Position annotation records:
########################################

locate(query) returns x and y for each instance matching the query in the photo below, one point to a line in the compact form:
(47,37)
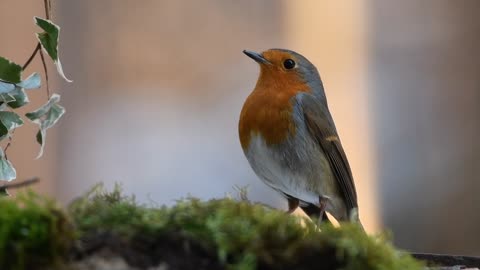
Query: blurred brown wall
(426,91)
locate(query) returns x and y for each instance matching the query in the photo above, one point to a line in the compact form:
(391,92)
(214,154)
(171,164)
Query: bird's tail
(313,212)
(353,217)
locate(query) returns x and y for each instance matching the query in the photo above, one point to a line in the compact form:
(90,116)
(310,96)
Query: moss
(34,232)
(193,234)
(240,234)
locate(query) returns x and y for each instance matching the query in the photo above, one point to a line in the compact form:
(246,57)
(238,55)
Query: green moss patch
(233,234)
(34,232)
(193,234)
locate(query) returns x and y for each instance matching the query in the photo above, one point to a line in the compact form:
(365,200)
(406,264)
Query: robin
(290,139)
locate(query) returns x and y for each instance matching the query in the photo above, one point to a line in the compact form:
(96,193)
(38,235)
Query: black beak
(256,56)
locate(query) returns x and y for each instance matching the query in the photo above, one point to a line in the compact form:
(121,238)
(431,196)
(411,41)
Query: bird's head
(281,65)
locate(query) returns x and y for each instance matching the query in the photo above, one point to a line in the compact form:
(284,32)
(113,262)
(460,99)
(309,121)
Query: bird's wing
(322,129)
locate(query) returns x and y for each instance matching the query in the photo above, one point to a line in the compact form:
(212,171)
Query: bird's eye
(289,64)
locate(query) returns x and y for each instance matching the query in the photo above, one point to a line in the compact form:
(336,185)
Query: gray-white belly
(297,168)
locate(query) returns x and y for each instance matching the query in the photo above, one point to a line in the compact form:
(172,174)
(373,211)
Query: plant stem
(46,74)
(37,48)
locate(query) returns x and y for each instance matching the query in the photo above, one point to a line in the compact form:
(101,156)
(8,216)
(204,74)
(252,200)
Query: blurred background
(158,87)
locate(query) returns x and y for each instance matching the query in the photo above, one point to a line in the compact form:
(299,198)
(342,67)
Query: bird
(290,140)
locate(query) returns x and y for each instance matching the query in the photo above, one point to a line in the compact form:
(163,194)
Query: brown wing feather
(321,128)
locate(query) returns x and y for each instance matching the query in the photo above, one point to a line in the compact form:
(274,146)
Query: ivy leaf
(8,122)
(16,98)
(49,41)
(33,81)
(10,77)
(46,117)
(10,74)
(7,171)
(9,71)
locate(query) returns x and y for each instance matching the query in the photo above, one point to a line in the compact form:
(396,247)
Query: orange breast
(268,109)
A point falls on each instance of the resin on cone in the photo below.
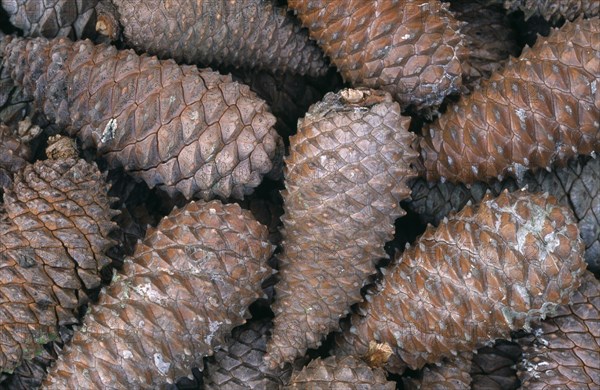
(542, 108)
(410, 48)
(189, 283)
(345, 175)
(248, 33)
(487, 270)
(183, 129)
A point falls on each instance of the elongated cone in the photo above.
(55, 233)
(345, 174)
(489, 269)
(554, 10)
(564, 353)
(189, 283)
(184, 129)
(410, 48)
(249, 33)
(541, 109)
(576, 185)
(240, 364)
(53, 18)
(340, 373)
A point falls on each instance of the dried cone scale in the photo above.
(489, 269)
(183, 129)
(565, 351)
(345, 175)
(410, 48)
(248, 33)
(340, 373)
(55, 230)
(541, 109)
(187, 286)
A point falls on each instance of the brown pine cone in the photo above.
(249, 33)
(410, 48)
(554, 10)
(539, 110)
(241, 365)
(340, 373)
(183, 129)
(188, 285)
(564, 352)
(489, 269)
(577, 185)
(346, 172)
(74, 19)
(55, 232)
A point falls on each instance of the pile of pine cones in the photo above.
(310, 194)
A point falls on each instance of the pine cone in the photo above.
(249, 33)
(241, 365)
(188, 284)
(554, 10)
(541, 109)
(410, 48)
(490, 269)
(340, 373)
(577, 185)
(346, 173)
(53, 18)
(565, 351)
(178, 127)
(55, 233)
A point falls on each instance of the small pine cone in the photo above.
(410, 48)
(488, 37)
(541, 109)
(188, 284)
(183, 129)
(241, 365)
(345, 175)
(577, 185)
(55, 236)
(555, 10)
(249, 33)
(53, 18)
(565, 350)
(490, 269)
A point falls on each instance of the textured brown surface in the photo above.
(74, 19)
(241, 365)
(554, 10)
(564, 353)
(55, 228)
(345, 174)
(489, 269)
(541, 109)
(183, 129)
(187, 285)
(576, 185)
(340, 373)
(410, 48)
(249, 33)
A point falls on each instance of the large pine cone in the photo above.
(410, 48)
(53, 18)
(184, 129)
(564, 353)
(55, 233)
(340, 373)
(346, 172)
(248, 33)
(577, 185)
(541, 109)
(189, 283)
(490, 269)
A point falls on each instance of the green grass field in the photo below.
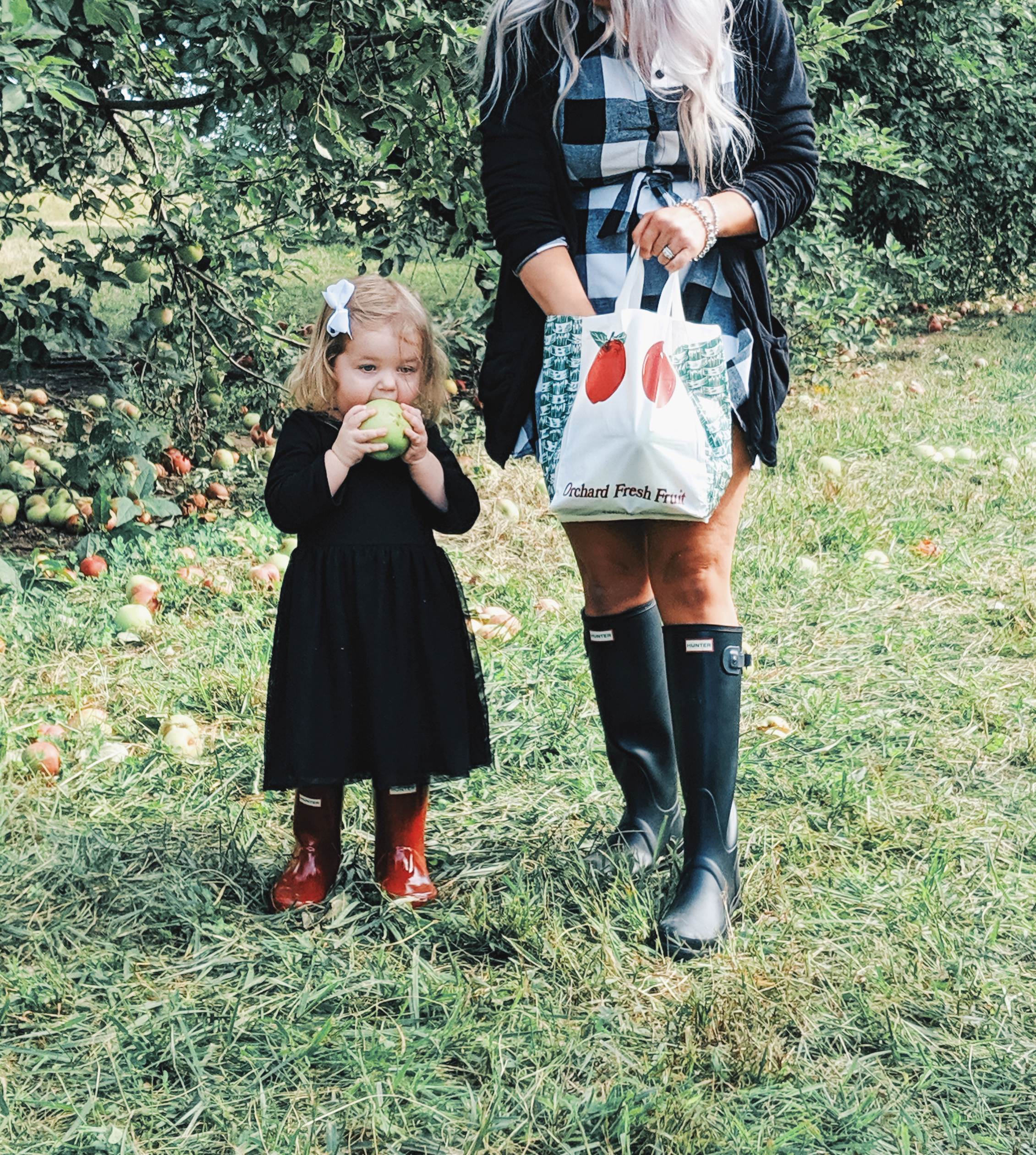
(877, 995)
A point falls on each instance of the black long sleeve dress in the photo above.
(373, 675)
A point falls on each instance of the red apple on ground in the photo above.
(43, 757)
(143, 591)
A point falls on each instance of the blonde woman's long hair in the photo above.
(377, 303)
(688, 39)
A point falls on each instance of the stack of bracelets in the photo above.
(708, 219)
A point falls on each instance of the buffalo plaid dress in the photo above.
(624, 155)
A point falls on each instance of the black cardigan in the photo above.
(529, 203)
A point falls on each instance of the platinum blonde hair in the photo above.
(689, 41)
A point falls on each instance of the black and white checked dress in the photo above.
(624, 155)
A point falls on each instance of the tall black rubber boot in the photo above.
(704, 668)
(627, 663)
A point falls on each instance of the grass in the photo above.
(876, 997)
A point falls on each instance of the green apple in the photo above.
(222, 459)
(389, 416)
(138, 272)
(134, 619)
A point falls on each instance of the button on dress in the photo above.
(374, 674)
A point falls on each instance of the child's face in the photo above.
(377, 363)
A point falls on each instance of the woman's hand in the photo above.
(354, 444)
(417, 433)
(677, 228)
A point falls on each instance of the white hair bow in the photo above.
(339, 296)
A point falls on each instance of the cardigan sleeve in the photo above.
(780, 178)
(518, 146)
(297, 489)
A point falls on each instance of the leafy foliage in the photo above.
(200, 146)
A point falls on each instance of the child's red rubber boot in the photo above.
(400, 865)
(314, 864)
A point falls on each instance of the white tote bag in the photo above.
(635, 411)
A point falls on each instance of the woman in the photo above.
(603, 125)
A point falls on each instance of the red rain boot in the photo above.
(318, 849)
(400, 865)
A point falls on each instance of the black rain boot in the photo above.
(627, 663)
(704, 667)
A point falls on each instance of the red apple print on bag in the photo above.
(609, 367)
(659, 377)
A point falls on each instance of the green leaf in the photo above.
(125, 511)
(162, 507)
(14, 99)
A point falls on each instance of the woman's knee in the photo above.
(692, 578)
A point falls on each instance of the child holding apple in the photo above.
(373, 675)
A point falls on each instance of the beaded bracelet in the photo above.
(709, 222)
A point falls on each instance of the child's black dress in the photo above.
(374, 674)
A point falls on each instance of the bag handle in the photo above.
(633, 287)
(671, 302)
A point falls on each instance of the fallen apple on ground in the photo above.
(88, 717)
(134, 619)
(493, 622)
(43, 757)
(266, 575)
(143, 591)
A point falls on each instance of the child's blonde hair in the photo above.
(376, 303)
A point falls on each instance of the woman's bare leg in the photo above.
(613, 559)
(690, 562)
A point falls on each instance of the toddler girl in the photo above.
(374, 674)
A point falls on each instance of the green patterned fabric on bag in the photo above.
(562, 356)
(704, 372)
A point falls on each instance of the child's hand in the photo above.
(354, 444)
(417, 433)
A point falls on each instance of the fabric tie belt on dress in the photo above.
(659, 181)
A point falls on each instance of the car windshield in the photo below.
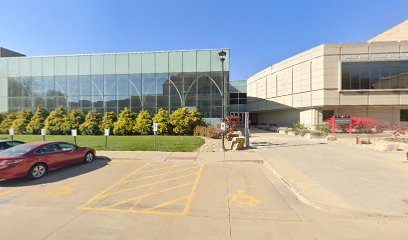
(17, 150)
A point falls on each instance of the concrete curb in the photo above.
(302, 196)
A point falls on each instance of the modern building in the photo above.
(111, 82)
(365, 79)
(238, 98)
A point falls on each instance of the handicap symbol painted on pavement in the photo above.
(242, 198)
(64, 190)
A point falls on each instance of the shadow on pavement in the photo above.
(59, 174)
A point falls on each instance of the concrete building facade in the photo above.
(367, 79)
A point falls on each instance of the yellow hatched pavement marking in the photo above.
(114, 185)
(146, 185)
(152, 186)
(158, 175)
(152, 210)
(9, 191)
(149, 194)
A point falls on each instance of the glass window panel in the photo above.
(85, 85)
(50, 103)
(135, 63)
(72, 86)
(61, 101)
(190, 88)
(38, 101)
(60, 66)
(37, 86)
(135, 82)
(355, 79)
(36, 66)
(110, 84)
(123, 101)
(110, 101)
(25, 67)
(49, 86)
(175, 61)
(72, 65)
(122, 63)
(85, 101)
(148, 62)
(135, 101)
(48, 66)
(162, 81)
(97, 101)
(97, 85)
(162, 62)
(73, 102)
(109, 64)
(97, 64)
(122, 82)
(149, 90)
(176, 90)
(3, 67)
(215, 61)
(190, 61)
(84, 65)
(13, 70)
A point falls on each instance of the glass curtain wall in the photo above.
(111, 82)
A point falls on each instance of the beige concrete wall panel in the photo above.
(384, 99)
(353, 99)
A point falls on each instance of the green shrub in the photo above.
(211, 131)
(6, 123)
(108, 121)
(126, 123)
(2, 117)
(180, 122)
(92, 123)
(200, 131)
(22, 120)
(143, 123)
(162, 118)
(75, 118)
(195, 120)
(56, 122)
(37, 121)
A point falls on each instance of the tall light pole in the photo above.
(222, 55)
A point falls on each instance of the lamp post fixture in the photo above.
(222, 55)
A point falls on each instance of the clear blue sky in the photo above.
(259, 33)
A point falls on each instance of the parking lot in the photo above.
(174, 199)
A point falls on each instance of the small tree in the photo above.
(179, 121)
(75, 118)
(195, 119)
(22, 120)
(143, 123)
(37, 121)
(56, 121)
(162, 118)
(126, 123)
(6, 123)
(108, 121)
(92, 124)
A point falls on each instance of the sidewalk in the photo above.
(336, 176)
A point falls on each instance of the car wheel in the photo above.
(38, 171)
(89, 157)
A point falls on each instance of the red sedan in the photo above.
(35, 159)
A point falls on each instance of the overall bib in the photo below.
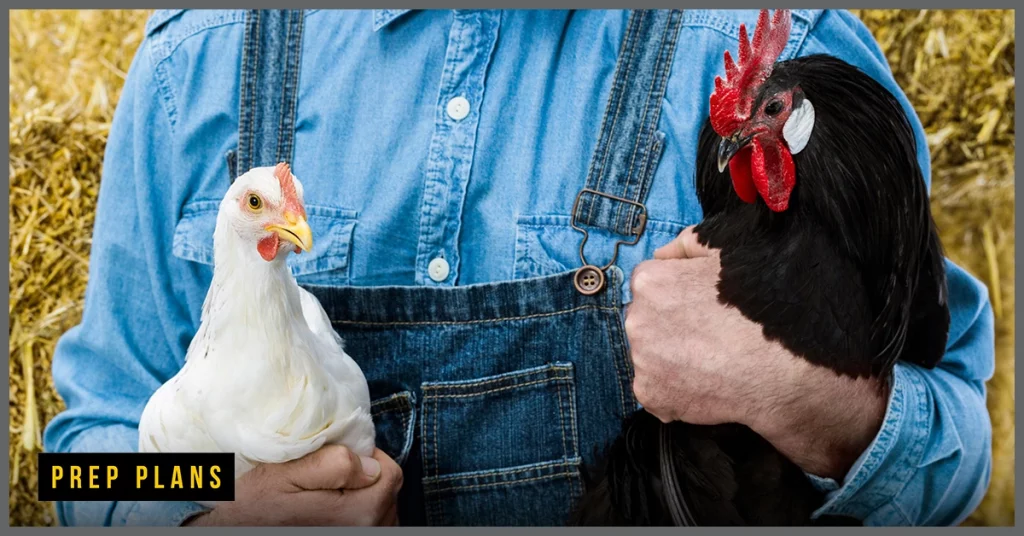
(493, 398)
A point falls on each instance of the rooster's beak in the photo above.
(296, 231)
(728, 147)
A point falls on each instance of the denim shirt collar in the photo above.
(383, 17)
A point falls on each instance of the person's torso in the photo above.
(463, 135)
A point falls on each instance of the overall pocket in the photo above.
(394, 418)
(502, 450)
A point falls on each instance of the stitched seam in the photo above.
(495, 484)
(499, 389)
(659, 225)
(561, 427)
(468, 322)
(656, 86)
(516, 470)
(166, 93)
(572, 418)
(504, 377)
(188, 32)
(616, 90)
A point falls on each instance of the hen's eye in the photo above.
(255, 202)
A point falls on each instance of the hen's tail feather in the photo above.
(728, 476)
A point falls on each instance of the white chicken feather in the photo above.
(265, 376)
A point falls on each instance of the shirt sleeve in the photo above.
(930, 462)
(130, 338)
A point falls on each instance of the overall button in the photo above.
(458, 108)
(438, 270)
(589, 280)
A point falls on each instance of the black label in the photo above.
(132, 476)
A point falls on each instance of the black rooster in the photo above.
(826, 240)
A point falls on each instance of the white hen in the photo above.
(265, 376)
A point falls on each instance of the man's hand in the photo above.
(701, 362)
(330, 487)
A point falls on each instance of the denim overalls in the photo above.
(493, 398)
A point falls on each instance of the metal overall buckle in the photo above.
(589, 280)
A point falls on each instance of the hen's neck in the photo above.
(249, 292)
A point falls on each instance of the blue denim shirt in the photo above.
(393, 179)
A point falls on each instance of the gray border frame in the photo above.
(522, 4)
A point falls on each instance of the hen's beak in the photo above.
(296, 231)
(728, 147)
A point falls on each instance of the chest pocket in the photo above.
(327, 263)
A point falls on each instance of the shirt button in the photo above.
(458, 108)
(438, 270)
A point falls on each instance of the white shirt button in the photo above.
(438, 270)
(458, 108)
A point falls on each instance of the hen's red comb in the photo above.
(292, 204)
(732, 99)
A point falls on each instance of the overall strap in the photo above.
(270, 58)
(629, 146)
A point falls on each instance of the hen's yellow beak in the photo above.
(296, 231)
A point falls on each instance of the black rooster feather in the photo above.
(847, 273)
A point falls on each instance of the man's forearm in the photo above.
(824, 426)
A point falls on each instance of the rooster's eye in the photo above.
(255, 202)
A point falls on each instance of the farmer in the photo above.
(441, 154)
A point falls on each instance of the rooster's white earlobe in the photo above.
(798, 128)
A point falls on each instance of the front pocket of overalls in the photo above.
(502, 450)
(394, 419)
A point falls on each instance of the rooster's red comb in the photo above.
(292, 204)
(732, 99)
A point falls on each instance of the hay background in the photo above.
(67, 69)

########################################

Set down, unchanged, the line that contains "A point falls on each instance of the hen's red" together with every later line in the records, through the last one.

**Exercise solution:**
A point falls on each instance of the hen's red comb in the photo above.
(292, 204)
(732, 99)
A point falls on each instance of the overall strap in the photo above.
(270, 58)
(629, 146)
A point falls on each instance of the hen's yellow beak in the photo above.
(296, 231)
A point falls on each instance of the black rooster feather in the photo above.
(847, 273)
A point falls on each instance of the man's forearm in the photo above.
(824, 426)
A point falls on each instance of the rooster's eye in the photo above.
(255, 202)
A point falls on each instance of the farmer in the photo above.
(441, 154)
A point falls on each instance of the rooster's white earlobe in the photo above.
(798, 128)
A point falls on each instance of the front pocket of overalls in the photo above.
(502, 450)
(394, 419)
A point falls on each instance of the rooster's red comb in the photo above.
(292, 204)
(732, 99)
A point falls on each instance of the hay background in the photo above.
(67, 69)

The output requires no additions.